* _Problem details_:
Look over the lines below. Report each one that includes the string "work".
───── Excerpted data ─────
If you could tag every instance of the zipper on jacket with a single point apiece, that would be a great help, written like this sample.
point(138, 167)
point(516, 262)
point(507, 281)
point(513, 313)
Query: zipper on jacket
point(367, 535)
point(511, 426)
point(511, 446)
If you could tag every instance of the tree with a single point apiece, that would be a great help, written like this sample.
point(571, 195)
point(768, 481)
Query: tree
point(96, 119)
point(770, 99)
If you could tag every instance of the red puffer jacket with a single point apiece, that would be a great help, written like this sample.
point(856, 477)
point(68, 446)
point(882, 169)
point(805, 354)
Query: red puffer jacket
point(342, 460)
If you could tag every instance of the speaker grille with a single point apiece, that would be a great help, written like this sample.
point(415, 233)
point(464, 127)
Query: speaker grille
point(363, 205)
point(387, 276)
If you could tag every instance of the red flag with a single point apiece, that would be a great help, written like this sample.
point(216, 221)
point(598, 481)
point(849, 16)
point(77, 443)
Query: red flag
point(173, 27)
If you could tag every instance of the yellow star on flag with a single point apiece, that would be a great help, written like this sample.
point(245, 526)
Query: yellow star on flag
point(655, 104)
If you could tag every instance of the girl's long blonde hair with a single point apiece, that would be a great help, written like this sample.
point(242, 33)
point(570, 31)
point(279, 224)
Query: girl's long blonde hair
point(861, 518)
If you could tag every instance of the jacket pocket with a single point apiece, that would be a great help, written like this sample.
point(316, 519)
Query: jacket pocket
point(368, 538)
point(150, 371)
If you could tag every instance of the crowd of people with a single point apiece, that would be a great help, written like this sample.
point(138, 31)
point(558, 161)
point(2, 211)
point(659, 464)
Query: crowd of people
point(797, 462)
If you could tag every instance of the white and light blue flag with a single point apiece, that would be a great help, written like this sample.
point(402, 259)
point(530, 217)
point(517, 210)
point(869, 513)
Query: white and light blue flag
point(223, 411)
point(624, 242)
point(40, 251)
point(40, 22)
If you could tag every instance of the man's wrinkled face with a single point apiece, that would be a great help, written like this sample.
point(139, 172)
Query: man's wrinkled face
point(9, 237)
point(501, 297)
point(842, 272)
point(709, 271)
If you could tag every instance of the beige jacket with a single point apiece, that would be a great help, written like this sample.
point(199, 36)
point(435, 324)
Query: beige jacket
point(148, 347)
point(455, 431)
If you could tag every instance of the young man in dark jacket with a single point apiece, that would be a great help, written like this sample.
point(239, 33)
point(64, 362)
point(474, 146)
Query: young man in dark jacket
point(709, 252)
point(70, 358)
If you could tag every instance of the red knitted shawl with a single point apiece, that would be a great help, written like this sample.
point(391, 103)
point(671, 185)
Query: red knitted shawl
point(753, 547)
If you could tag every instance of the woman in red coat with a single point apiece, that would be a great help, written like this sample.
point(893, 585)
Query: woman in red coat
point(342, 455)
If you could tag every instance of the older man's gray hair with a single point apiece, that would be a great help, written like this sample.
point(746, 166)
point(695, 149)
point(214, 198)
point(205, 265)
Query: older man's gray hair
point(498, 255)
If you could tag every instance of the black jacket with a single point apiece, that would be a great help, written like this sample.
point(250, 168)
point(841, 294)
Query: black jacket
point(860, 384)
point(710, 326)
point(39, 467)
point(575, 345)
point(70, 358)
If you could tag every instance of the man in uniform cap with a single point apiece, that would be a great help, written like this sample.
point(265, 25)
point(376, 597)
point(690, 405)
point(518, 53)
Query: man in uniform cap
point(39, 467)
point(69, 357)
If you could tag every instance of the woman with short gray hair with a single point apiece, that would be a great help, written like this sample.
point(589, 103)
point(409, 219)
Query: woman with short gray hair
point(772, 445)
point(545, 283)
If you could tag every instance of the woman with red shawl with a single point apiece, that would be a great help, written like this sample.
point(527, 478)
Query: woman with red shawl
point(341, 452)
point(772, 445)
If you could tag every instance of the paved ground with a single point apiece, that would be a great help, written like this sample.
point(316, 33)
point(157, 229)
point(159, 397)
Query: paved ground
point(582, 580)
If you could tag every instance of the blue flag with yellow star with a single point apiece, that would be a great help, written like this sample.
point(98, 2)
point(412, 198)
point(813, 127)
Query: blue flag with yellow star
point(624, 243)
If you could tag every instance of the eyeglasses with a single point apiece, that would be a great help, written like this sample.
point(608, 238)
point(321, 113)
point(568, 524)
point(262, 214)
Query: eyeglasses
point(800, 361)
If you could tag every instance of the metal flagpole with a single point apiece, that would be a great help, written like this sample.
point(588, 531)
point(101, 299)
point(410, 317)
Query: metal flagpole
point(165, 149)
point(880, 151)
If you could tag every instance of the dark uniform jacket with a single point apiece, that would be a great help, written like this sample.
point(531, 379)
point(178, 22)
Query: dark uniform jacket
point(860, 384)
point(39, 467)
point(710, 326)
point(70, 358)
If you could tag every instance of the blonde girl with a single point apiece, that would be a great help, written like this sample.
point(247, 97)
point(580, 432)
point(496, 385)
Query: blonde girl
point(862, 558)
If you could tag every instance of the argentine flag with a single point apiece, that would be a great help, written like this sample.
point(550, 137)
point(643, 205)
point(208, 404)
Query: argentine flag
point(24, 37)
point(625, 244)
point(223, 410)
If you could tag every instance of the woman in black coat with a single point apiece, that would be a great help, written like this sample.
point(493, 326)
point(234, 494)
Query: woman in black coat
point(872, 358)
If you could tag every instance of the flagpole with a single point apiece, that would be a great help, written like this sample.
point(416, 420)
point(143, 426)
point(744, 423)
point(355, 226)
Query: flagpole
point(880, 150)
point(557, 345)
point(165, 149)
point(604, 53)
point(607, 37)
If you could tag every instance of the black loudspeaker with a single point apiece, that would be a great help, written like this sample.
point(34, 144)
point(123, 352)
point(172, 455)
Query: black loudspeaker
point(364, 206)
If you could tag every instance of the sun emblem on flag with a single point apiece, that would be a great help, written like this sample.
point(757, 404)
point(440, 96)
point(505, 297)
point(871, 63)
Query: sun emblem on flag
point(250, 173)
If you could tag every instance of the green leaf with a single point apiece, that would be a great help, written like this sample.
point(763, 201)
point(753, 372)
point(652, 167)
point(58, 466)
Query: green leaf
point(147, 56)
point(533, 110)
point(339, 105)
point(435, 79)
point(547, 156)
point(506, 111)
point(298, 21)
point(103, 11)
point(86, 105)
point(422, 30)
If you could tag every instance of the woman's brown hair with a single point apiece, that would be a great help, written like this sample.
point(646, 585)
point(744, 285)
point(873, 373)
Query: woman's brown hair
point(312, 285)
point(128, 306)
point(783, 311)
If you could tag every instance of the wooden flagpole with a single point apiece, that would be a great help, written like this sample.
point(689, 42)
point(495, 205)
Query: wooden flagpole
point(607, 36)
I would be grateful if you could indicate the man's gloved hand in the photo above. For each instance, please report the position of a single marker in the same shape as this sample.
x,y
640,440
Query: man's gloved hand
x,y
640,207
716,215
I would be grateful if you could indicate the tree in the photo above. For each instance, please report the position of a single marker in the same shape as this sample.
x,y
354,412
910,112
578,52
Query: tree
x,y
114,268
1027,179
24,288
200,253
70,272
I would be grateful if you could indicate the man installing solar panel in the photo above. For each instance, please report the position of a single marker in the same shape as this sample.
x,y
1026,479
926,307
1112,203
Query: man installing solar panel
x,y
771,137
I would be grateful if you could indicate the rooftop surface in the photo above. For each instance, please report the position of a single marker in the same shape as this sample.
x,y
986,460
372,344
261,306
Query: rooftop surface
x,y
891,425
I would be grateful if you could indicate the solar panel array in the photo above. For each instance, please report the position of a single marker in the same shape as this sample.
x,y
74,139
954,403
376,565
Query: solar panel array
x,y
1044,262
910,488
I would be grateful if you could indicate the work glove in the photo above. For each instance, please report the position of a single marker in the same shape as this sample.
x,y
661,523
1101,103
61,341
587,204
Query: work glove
─────
* _Solution for this task_:
I would be grateful if you could indicate the work glove in the photo above. For each instance, please report the position of a single marker in the same shape as this sample.
Query: work glove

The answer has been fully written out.